Saved entries:
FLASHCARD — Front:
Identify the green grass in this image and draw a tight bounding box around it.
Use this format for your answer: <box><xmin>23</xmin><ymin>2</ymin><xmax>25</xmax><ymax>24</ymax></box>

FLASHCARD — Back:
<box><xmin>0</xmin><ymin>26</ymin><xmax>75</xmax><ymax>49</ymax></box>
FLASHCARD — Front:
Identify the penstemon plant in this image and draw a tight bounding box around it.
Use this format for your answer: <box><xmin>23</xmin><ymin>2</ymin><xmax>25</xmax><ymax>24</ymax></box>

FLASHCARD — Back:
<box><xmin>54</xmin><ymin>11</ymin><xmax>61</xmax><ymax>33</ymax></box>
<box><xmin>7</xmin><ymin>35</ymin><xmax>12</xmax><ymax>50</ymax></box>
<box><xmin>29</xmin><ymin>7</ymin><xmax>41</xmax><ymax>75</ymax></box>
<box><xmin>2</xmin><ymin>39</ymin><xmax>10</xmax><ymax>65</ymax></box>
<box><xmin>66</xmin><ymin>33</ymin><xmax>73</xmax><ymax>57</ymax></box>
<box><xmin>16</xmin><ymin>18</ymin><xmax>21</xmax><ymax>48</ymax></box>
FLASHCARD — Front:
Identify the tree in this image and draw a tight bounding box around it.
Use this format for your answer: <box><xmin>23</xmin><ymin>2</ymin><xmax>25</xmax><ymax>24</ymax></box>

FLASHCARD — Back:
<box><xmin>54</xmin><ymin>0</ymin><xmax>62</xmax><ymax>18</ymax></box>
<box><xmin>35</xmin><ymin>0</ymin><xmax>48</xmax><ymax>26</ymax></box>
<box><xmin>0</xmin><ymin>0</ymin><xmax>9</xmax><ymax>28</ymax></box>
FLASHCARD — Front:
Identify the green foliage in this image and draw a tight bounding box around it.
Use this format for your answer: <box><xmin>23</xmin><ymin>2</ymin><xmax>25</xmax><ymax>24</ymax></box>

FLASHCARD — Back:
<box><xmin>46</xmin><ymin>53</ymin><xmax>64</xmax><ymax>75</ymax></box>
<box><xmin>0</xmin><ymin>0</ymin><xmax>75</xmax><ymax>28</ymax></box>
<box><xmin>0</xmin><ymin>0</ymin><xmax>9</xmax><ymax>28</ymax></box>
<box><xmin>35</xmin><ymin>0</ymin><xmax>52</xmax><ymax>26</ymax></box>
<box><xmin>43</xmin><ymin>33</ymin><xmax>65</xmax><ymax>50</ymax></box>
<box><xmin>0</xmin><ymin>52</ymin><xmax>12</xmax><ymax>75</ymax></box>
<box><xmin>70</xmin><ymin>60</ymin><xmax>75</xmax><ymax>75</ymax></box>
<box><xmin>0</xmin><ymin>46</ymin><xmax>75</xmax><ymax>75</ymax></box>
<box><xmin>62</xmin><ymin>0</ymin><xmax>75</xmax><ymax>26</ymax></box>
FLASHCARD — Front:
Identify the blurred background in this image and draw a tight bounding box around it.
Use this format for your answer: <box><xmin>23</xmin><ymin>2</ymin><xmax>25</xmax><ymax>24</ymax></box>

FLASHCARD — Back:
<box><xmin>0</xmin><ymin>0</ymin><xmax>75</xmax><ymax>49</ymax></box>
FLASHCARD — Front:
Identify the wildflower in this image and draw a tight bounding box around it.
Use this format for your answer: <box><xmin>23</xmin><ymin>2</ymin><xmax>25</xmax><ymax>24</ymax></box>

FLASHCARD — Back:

==

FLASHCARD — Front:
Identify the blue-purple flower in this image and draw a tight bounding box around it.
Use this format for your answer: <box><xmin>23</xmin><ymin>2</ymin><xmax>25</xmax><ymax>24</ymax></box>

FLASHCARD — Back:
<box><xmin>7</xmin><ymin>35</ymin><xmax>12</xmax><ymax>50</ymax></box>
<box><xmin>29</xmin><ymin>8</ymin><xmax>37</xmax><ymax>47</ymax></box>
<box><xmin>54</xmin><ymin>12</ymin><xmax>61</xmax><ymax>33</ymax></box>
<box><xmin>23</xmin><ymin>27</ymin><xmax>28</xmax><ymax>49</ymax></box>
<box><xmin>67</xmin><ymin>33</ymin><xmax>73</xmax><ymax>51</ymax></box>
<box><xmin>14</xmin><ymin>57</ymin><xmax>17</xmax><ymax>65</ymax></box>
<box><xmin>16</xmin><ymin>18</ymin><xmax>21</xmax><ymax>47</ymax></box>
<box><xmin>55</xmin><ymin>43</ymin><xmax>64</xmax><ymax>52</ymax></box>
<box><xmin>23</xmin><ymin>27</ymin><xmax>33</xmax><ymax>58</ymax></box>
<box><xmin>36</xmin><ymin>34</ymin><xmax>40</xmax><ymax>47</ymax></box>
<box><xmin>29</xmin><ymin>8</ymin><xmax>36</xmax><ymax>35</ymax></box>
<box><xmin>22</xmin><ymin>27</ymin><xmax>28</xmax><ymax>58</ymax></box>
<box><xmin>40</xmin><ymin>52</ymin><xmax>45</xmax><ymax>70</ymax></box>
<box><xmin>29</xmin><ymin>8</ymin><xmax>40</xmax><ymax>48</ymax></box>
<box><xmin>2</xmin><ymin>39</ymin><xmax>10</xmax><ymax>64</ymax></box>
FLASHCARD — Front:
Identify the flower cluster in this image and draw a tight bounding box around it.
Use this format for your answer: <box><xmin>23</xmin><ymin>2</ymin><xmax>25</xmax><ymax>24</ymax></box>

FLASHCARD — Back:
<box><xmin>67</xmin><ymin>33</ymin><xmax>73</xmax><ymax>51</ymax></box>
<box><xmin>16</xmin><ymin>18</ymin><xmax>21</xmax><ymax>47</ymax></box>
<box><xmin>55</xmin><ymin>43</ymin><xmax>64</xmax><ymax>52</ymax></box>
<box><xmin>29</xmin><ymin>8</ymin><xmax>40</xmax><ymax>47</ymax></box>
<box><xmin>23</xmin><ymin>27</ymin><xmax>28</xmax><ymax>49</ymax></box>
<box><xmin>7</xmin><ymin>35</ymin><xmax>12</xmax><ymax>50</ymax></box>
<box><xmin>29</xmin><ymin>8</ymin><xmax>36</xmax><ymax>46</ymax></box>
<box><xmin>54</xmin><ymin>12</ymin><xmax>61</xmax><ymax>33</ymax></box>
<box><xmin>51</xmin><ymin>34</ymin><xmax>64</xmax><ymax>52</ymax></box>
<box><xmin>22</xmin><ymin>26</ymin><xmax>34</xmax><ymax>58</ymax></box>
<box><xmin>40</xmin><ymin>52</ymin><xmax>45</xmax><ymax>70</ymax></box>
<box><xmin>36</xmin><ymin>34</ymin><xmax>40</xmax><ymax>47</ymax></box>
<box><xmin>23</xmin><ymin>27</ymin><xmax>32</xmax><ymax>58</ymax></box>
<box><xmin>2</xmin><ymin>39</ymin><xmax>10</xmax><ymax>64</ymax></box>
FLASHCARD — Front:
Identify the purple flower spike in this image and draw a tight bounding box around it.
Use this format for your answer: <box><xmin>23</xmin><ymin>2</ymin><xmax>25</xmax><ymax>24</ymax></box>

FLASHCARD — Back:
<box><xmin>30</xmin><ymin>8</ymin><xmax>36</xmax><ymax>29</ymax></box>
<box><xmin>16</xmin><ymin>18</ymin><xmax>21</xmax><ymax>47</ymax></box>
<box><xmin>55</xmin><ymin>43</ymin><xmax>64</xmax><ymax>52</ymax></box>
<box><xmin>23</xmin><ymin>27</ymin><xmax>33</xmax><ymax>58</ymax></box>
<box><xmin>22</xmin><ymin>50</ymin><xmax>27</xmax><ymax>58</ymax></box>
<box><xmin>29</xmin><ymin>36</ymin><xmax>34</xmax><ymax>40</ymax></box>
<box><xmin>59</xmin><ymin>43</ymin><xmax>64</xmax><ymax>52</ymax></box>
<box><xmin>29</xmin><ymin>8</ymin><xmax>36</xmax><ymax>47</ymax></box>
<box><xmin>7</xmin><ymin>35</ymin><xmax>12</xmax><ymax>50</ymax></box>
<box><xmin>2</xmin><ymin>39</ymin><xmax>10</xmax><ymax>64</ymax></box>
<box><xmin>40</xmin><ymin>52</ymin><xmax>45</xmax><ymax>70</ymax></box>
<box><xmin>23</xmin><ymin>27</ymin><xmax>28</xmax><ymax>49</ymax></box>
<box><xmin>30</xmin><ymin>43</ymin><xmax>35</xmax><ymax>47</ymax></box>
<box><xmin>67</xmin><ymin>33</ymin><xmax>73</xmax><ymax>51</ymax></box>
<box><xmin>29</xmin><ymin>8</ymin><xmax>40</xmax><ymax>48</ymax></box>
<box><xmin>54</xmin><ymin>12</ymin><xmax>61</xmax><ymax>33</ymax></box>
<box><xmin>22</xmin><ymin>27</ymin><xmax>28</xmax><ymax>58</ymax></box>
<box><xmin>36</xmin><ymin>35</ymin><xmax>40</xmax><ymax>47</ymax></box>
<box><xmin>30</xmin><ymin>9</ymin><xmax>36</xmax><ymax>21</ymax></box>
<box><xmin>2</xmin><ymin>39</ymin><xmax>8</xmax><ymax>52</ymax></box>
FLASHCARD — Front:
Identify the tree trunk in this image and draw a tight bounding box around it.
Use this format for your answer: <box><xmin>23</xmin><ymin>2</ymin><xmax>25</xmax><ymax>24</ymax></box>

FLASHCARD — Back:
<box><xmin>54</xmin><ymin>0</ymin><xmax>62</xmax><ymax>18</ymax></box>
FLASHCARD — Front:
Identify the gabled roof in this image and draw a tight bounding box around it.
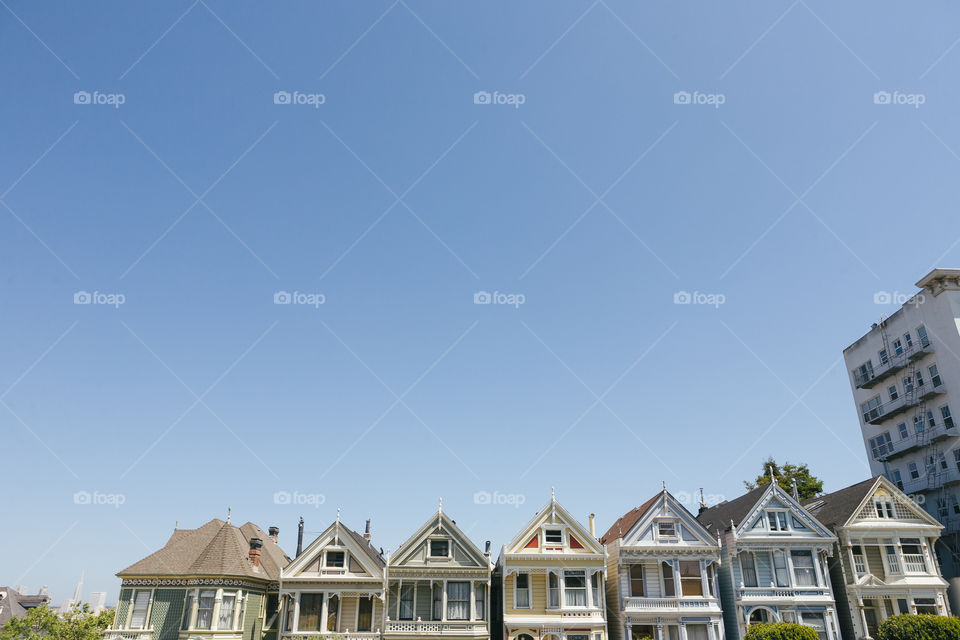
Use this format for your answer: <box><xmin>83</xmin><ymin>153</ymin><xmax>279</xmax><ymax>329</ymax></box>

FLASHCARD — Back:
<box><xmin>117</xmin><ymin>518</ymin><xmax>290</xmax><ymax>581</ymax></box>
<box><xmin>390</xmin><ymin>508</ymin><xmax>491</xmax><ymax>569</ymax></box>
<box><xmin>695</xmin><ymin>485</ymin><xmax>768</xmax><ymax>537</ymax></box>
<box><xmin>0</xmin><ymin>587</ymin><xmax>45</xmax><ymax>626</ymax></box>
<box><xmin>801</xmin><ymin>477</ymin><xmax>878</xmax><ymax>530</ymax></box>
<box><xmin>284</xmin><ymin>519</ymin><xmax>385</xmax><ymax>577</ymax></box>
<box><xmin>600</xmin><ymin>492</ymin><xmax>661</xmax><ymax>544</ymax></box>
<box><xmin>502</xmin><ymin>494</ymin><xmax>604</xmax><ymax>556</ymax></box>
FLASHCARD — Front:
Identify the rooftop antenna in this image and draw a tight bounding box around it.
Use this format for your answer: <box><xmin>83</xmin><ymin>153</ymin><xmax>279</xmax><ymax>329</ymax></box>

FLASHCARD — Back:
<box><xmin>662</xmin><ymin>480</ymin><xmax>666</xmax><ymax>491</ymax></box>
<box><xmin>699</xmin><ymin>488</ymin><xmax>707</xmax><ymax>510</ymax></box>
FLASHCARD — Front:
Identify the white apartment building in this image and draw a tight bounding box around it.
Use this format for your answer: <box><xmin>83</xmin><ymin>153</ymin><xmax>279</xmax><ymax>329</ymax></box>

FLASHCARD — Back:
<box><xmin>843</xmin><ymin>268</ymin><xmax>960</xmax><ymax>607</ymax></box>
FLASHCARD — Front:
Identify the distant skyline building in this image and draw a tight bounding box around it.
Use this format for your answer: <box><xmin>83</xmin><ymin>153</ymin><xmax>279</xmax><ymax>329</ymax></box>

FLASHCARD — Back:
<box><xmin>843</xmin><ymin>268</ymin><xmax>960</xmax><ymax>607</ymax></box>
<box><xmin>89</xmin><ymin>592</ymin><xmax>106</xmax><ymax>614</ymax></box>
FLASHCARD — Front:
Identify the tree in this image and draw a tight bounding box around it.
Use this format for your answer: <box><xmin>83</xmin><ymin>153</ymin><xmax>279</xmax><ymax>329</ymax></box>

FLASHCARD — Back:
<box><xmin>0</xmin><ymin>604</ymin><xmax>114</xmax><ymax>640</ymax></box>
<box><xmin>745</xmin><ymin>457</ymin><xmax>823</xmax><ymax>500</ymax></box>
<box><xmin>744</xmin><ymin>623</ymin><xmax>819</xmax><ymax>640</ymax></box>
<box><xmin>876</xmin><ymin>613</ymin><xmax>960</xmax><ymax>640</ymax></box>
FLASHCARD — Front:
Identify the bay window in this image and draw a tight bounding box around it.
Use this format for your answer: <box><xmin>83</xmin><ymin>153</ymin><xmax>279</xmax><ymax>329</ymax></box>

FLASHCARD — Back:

Task brief:
Of the lines above, copy each that contains "green".

Output of the exercise:
Identify the green grass in this image and draw a tight bounding box around it.
Identify the green foliage in this image and draw a tight bounding box around it.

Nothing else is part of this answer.